╭─ SOURCE RECORDS

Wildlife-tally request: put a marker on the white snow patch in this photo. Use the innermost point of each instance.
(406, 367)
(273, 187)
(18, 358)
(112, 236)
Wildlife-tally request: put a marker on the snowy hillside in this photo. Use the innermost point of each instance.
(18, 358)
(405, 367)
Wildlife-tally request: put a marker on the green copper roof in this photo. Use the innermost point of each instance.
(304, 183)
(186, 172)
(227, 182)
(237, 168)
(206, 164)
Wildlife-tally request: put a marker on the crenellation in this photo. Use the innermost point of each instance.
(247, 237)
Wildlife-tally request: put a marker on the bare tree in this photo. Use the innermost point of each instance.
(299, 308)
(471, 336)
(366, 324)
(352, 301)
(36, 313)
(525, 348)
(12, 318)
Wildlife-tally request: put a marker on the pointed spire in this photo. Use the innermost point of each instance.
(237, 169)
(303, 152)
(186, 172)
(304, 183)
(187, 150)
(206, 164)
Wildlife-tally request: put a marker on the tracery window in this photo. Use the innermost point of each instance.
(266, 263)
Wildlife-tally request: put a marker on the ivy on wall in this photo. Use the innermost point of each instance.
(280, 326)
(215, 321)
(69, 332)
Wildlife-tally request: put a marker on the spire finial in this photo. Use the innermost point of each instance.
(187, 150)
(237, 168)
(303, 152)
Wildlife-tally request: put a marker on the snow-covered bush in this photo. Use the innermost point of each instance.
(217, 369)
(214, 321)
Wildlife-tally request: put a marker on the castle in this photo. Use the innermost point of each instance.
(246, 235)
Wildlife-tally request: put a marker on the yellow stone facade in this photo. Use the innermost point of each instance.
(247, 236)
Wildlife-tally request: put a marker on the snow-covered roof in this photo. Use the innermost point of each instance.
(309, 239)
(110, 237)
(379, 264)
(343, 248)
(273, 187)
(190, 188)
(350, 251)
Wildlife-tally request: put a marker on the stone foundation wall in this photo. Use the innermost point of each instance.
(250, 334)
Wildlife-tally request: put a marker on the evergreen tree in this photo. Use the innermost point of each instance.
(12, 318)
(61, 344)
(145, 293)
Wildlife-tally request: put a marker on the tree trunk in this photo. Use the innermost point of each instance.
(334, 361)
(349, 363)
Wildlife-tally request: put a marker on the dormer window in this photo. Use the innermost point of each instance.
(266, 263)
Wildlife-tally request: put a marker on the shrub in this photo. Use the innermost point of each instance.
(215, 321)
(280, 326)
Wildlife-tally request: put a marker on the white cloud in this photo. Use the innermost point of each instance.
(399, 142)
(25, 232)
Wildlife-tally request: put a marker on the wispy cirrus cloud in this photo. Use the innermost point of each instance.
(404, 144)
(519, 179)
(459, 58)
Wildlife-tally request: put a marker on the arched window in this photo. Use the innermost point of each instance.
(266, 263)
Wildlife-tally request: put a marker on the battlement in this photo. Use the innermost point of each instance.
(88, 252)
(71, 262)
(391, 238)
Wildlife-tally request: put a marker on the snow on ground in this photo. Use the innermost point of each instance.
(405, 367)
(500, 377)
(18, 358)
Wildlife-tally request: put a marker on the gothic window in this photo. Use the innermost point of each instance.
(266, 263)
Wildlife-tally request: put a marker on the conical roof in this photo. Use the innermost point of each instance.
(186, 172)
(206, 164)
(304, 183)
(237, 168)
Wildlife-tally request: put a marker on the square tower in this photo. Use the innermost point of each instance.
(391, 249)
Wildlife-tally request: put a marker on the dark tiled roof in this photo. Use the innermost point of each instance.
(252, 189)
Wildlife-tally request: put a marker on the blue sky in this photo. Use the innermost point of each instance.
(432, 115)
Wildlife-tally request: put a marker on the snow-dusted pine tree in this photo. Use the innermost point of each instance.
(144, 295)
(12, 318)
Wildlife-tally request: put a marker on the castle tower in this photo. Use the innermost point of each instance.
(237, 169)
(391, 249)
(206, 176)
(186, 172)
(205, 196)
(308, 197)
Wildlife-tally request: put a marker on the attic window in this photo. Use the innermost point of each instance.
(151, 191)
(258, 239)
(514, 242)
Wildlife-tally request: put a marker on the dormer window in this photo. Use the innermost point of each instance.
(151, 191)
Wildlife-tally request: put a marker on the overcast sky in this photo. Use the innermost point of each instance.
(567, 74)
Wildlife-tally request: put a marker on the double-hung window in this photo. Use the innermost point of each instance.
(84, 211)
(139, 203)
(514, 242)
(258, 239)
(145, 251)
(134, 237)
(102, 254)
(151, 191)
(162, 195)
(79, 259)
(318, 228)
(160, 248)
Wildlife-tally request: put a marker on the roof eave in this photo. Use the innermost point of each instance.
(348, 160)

╰─

## STATED EXERCISE
Convert every one of the rows above into a two-column CSV with the headers request and points, one line for each request: put the request's text in the first column and its answer in the second, each as a single quoted field with line breaks replaced by spaces.

## REPLY TO THE TASK
request,points
"Wildlife-tally request: put a marker on the white snow patch in this photo. Use the innermost point of each instance.","(406, 367) (273, 187) (18, 358) (112, 236)"
"Wildlife-tally request: put a marker on the snowy hillside in this photo. Use the innermost point of each instance.","(18, 358) (405, 367)"
"Wildlife-tally request: put a marker on the green copper roof in this photo. Use the innermost point of each instance.","(304, 183) (186, 172) (227, 182) (237, 168) (206, 164)"
"Wildlife-tally request: put a marker on the crenellation in this photo. Use the innermost point of each instance.","(247, 237)"
"Wildlife-tally request: put a marker on the bare tree in this photo. Use the innermost point of each instance.","(299, 308) (471, 336) (366, 324) (352, 301) (36, 313) (525, 348) (12, 318)"
"Wildlife-tally request: put a marker on the pointed spire in this photo. Use the innermost point of each instance.","(237, 169) (303, 152) (186, 172) (304, 183) (187, 150) (206, 164)"
"Wildlife-tally request: put a marker on the tracery window in this photo. Use the innermost point of each instance.","(266, 263)"
"Wildlife-tally request: put a marker on the ivy on wall in this photo. Use the innermost point of each instance.","(280, 326) (215, 321) (69, 332)"
"Wildlife-tally request: put a marker on the spire finial in this photo. Use the innermost point of each instance.","(187, 150) (237, 168) (303, 152)"
"Wildlife-tally request: put a marker on the snow-covered bush in this photo. Use the innermost point of each instance.","(217, 369) (214, 321)"
"Wildlife-tally request: put a marker on the castle in this photo. Use the innermost point of each instance.","(246, 235)"
"Wildlife-tally request: put a marker on the yellow stone facade in this photo. Use the innermost point of each instance.","(247, 236)"
"Wildlife-tally request: put a marker on the snow-covered roof in this photo. Use the innermost point of each instance.","(309, 239) (110, 237) (379, 264) (343, 248) (273, 187) (190, 188) (350, 251)"
"Wildlife-tally request: put a marker on the stone foundation wall in this photo. Use the innermost point of each instance.","(250, 334)"
"Wildlife-tally request: put a marker on the evergreen tree in this photo. Use the innermost point of each instance.","(12, 318) (61, 344) (145, 293)"
"Wildlife-tally request: put a marker on the tree trunk in this photo. Use the innermost point of each instance.","(334, 361) (349, 363)"
"Wildlife-tally request: put a marker on the dormer window in this photo. Use the innermost point of each instance.","(266, 263)"
"Wildlife-tally request: put a marker on the shrub in this photo. Use the innermost point of each instance.","(215, 321) (280, 326)"
"Wildlife-tally request: put a marker on the white cloud in this photo. Use the innermost point of each instance.","(399, 142) (25, 232)"
"Wildlife-tally request: put a marker on the wispy cirrus cloud in this photo. Use the innermost point of each instance.","(404, 144) (519, 179) (459, 58)"
"Wildlife-tally request: put a marker on the arched window in this photo. Use the innermost point of each instance.","(266, 263)"
"Wildlife-tally request: put a marker on the battlement in this photo. Use the innermost point of each instance.","(88, 252) (71, 262) (391, 238)"
"Wildlife-tally request: put a marker on the snow on ground in this photo. Use the innermost point of each instance.","(405, 367) (500, 377) (18, 358)"
"Wildlife-tally request: put a marker on the gothic window in this photo. Use the innermost point of each instance.","(266, 263)"
"Wildlife-tally request: put a marker on the conical roof in this photo. Use the innermost point of each instance.","(186, 172) (206, 164) (304, 183) (237, 168)"
"Wildlife-tally request: put a marker on the square tower in this photo. Use the innermost point of each instance.","(391, 249)"
"Wildlife-tally request: put a marker on the dark tiled roof in this photo. Use the innermost point of each instance.","(252, 189)"
"Wildlife-tally request: put a marker on the blue sky in this photo. Use the innermost point of each instance.","(432, 115)"
"Wildlife-tally request: put a marker on the snow-dusted pine tree in this photo. Use the innermost point of each instance.","(144, 295) (12, 318)"
"Wildlife-tally request: put a marker on the castle tower in this photo. Use the innermost point of each instance.","(237, 169) (391, 249) (206, 176) (186, 172) (205, 196) (308, 197)"
"Wildlife-tally request: put a marker on the attic window in this photo. Use the innermost point of each instance.","(151, 191) (258, 239) (514, 242)"
"Wildlife-tally request: put a marker on the dormer window in this photo. Use the innermost point of each instance.","(151, 191)"
"Wildlife-tally request: put a marker on the overcast sky in this photo. Use the innermost point of each instance.","(567, 74)"
"Wildlife-tally request: put a marker on the double-hung window in this photo. Use the innermost point of each instance.","(84, 211) (139, 203) (514, 242) (258, 239) (145, 251) (134, 237) (102, 254) (151, 191) (162, 195) (79, 259) (318, 228) (160, 248)"
"Wildlife-tally request: put a marker on the roof eave in this photo. Use the innermost point of each instance.","(348, 160)"